Point annotation dataset records:
***

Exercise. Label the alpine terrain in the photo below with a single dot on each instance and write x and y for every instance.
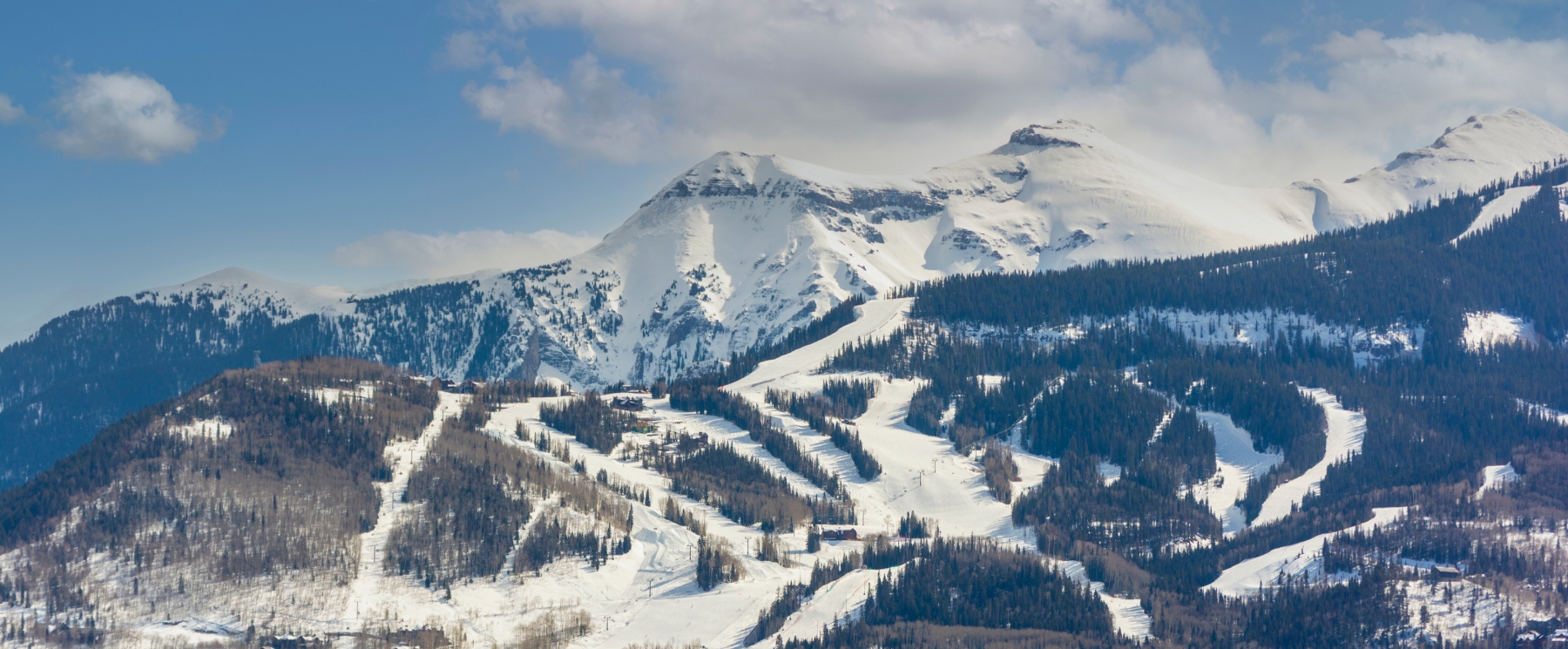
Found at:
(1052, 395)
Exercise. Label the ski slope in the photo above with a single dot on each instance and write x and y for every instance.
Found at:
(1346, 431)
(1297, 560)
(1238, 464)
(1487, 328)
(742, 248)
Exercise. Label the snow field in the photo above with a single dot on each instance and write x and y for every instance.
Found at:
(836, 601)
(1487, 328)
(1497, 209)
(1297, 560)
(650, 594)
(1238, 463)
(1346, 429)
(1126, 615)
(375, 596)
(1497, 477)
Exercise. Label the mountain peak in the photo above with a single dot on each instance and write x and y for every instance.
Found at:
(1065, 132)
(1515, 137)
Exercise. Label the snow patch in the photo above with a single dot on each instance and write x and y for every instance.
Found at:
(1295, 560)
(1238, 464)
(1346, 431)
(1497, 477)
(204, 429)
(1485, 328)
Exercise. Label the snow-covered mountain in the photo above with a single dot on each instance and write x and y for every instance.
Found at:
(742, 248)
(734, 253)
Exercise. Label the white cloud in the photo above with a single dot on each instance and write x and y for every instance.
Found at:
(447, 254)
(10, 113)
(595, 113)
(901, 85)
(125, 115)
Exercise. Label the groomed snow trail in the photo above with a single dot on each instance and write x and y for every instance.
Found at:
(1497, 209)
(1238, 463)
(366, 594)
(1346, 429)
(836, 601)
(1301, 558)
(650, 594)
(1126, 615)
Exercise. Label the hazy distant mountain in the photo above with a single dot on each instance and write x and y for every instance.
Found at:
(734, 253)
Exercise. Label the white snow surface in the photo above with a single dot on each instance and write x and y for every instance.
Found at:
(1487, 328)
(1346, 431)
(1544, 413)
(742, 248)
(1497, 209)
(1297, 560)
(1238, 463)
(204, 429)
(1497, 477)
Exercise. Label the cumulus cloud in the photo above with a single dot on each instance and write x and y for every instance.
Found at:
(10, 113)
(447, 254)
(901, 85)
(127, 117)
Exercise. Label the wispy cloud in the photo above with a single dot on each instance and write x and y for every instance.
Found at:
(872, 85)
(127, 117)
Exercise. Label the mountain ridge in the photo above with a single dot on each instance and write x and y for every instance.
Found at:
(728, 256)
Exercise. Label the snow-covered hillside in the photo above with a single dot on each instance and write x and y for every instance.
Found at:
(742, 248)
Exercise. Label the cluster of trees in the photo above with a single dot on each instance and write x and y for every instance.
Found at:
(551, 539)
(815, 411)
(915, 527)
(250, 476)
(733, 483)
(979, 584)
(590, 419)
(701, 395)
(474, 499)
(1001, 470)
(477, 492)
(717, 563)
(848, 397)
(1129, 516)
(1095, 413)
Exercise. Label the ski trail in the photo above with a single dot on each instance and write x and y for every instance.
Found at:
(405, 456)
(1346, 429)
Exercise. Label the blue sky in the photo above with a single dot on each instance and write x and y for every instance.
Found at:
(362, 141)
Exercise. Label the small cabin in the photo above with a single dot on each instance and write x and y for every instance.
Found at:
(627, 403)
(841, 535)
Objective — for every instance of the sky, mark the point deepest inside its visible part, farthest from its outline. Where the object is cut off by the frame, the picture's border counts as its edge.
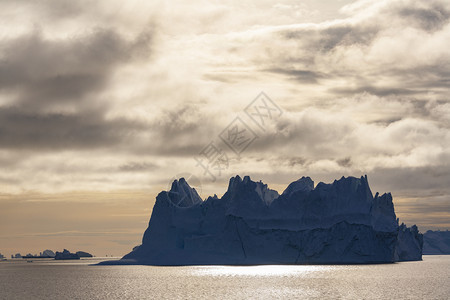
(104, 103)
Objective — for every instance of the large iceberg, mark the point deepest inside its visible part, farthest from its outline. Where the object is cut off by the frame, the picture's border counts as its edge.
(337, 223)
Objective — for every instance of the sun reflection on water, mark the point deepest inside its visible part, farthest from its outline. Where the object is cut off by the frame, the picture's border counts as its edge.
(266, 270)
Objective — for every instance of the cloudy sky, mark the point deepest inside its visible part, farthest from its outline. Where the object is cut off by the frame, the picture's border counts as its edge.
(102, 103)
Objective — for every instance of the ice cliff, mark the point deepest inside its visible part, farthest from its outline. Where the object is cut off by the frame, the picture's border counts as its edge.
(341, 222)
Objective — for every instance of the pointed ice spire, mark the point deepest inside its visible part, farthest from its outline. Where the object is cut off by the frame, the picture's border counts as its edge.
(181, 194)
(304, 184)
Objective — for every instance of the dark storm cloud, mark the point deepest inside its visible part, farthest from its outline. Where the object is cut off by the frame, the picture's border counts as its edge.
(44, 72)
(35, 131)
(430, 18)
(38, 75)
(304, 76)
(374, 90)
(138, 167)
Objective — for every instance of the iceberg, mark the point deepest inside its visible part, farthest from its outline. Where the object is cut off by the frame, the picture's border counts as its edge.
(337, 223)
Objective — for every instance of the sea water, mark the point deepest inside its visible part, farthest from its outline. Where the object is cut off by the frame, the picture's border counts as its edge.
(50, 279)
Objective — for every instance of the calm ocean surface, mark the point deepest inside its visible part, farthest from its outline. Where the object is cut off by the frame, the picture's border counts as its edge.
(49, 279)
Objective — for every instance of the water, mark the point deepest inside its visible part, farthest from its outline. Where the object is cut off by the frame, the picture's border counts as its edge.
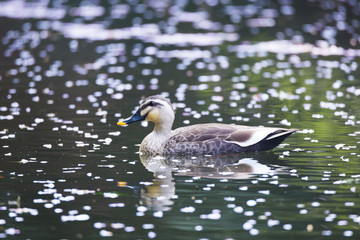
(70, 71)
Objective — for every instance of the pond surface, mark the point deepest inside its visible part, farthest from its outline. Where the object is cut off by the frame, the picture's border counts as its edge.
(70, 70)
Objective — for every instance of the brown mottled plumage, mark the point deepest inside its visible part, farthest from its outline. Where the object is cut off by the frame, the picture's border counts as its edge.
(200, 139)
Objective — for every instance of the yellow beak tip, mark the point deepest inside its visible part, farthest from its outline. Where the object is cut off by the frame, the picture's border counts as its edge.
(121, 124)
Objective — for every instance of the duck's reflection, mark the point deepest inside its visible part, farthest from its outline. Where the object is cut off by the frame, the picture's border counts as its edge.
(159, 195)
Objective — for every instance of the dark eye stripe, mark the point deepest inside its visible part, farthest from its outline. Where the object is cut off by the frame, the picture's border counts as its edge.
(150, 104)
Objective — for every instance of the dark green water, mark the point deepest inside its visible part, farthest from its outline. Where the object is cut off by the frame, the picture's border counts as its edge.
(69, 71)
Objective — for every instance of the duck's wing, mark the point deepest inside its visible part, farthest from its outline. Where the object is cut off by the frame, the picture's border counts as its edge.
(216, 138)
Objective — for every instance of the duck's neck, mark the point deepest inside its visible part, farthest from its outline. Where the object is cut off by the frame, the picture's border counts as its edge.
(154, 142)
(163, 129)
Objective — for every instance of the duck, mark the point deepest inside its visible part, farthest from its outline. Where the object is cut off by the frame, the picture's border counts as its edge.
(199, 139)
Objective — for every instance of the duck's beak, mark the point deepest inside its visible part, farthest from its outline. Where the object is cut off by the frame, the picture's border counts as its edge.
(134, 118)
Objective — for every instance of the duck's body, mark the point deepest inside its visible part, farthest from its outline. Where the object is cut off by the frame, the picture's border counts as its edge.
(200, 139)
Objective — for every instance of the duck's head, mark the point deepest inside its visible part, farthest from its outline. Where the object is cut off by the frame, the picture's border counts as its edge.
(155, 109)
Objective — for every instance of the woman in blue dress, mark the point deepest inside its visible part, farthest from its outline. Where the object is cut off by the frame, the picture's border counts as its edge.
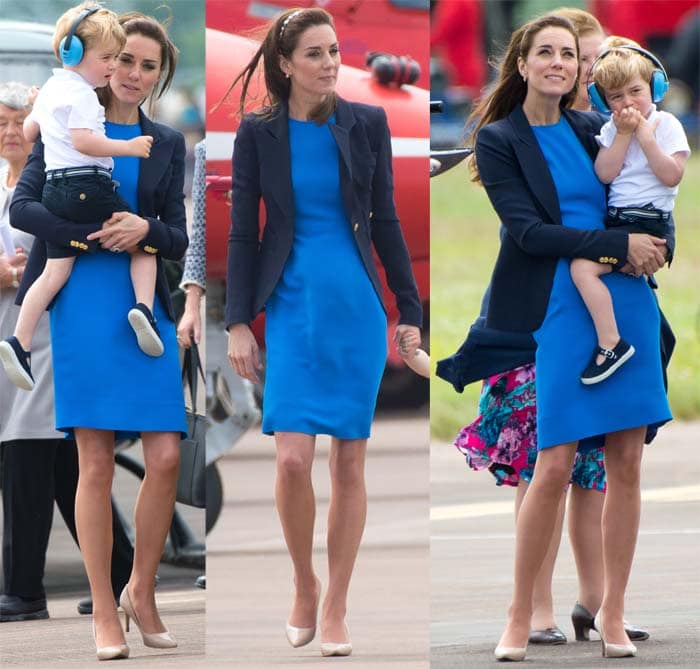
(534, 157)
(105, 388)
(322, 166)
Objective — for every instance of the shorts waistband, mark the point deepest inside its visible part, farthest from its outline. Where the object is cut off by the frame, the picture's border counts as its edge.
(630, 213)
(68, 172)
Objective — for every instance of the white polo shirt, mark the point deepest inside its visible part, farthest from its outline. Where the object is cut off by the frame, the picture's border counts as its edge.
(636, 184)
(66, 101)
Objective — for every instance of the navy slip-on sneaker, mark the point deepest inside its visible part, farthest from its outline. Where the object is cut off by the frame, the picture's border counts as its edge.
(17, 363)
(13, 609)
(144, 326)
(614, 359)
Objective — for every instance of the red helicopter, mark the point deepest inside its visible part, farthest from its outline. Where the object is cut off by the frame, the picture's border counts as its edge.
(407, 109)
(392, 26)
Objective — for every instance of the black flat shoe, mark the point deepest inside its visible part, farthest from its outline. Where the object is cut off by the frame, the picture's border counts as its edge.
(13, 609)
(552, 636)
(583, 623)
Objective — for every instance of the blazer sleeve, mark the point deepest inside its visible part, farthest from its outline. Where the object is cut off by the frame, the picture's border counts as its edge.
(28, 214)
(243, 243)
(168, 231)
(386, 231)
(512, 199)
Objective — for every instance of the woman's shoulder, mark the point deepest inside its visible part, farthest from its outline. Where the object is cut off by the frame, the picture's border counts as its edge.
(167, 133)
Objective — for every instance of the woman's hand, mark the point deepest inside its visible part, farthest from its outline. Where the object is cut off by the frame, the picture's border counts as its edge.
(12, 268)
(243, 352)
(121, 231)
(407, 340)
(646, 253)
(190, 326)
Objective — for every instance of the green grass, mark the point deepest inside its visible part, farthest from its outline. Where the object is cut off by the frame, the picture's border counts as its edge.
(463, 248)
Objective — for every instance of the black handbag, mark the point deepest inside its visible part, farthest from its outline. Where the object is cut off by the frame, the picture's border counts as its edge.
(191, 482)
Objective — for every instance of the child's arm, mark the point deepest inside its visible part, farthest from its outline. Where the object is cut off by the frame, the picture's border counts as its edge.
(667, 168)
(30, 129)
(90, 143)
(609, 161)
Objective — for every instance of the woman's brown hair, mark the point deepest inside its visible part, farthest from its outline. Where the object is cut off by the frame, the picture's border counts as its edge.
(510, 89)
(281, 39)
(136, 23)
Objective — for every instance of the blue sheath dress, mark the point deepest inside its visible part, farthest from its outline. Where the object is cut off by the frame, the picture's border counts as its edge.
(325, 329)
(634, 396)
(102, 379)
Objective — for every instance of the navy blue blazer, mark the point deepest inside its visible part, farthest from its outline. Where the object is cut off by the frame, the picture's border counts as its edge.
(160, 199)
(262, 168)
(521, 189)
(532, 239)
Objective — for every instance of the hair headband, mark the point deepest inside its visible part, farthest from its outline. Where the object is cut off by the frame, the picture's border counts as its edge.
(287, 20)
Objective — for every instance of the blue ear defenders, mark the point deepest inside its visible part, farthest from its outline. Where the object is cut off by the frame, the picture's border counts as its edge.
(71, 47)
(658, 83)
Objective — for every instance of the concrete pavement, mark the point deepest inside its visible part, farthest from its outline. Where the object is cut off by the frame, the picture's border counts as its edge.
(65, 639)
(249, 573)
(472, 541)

***

Stated task: Quote only the lines from the one containing "Objective — for every instance of the blue ear" through the final line of the records, with both ends included.

Solution to this problem:
Objective — for every instance of the blue ear defenders, mark the point deepest inside its visible part, farthest from its outline. Where the object is cut off by the frame, the picture's border counts as its edge.
(71, 47)
(658, 83)
Objective — for every instance of the concrete pavement, mark the point deepest inside its visible part, farthest from its outline. Where the object is cut off by the frame, the picture's border counts as its edge.
(65, 639)
(249, 573)
(472, 541)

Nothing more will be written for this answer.